Rifacendosi a Cartesio, Faggin afferma che noi esseri consapevoli sappiamo di esistere in quanto coscienti di una tal conoscenza, da lui chiamata conoscenza semantica diretta. Mentre un robot e un calcolatore non sanno di sapere e quindi difettano di autentica comprensione autocosciente: la loro è mera informazione, certo utilissima, che però permette solo a noi umani di conoscere davvero. Senza dimenticare umilmente, tuttavia, che mai questa o quella teoria della realtà costituisce/sostituisce la realtà. Detto altrimenti: la mappa non è il territorio. E le scoperte della fisica quantistica ci stanno da tempo convincendo che materialismo e riduzionismo sono appunto mere approssimazioni d’una realtà ben più profonda, enigmatica e misteriosa di quanto sino ad ora è apparsa.

· · ·

Consegna A: Trascrivi il brano sulla coscienza da "Rifacendosi a Cartesio, Faggin" fino a "ora è apparsa." compreso, sostituendo "calcolatore" con "computer".
Consegna B: Nel brano sulla coscienza, con quale nome Faggin indica la conoscenza di cui noi esseri consapevoli siamo coscienti?
Consegna C: Prosegui il brano sulla coscienza dal punto in cui termina.

· · ·

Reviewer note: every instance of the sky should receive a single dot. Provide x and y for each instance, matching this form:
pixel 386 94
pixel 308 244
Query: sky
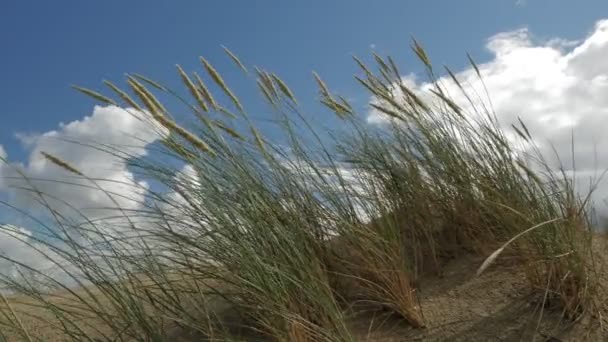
pixel 543 60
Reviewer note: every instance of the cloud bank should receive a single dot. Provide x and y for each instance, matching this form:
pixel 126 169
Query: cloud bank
pixel 558 88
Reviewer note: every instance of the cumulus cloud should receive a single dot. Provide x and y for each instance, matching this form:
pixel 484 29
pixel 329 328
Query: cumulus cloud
pixel 558 87
pixel 85 145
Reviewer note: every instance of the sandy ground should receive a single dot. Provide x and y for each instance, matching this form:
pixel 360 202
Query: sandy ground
pixel 497 306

· · ·

Risposta scritta A:
Rifacendosi a Cartesio, Faggin afferma che noi esseri consapevoli sappiamo di esistere in quanto coscienti di una tal conoscenza, da lui chiamata conoscenza semantica diretta. Mentre un robot e un computer non sanno di sapere e quindi difettano di autentica comprensione autocosciente: la loro è mera informazione, certo utilissima, che però permette solo a noi umani di conoscere davvero. Senza dimenticare umilmente, tuttavia, che mai questa o quella teoria della realtà costituisce/sostituisce la realtà. Detto altrimenti: la mappa non è il territorio. E le scoperte della fisica quantistica ci stanno da tempo convincendo che materialismo e riduzionismo sono appunto mere approssimazioni d’una realtà ben più profonda, enigmatica e misteriosa di quanto sino ad ora è apparsa.

Risposta scritta B: La chiama conoscenza semantica diretta.

Risposta scritta C:
Va poi rimarcato come non sia più possibile rifarsi al dualismo obsoleto mente-materia, giacché ‒ sempre a parere di Faggin ‒ l’ipotesi del panpsichismo postula l’esistenza della coscienza in tutto l’universo, così come non esiste, in quest’ottica, una demarcazione/separazione tra materia animata e inanimata. Ciò implica l’assunzione di un nuovo paradigma, ovvero: “che esista un Tutto olistico che contiene non solo le proprietà fondamentali che permettono l’evoluzione dell’universo inanimato, ma anche i semi del libero arbitrio, della coscienza e della vita”.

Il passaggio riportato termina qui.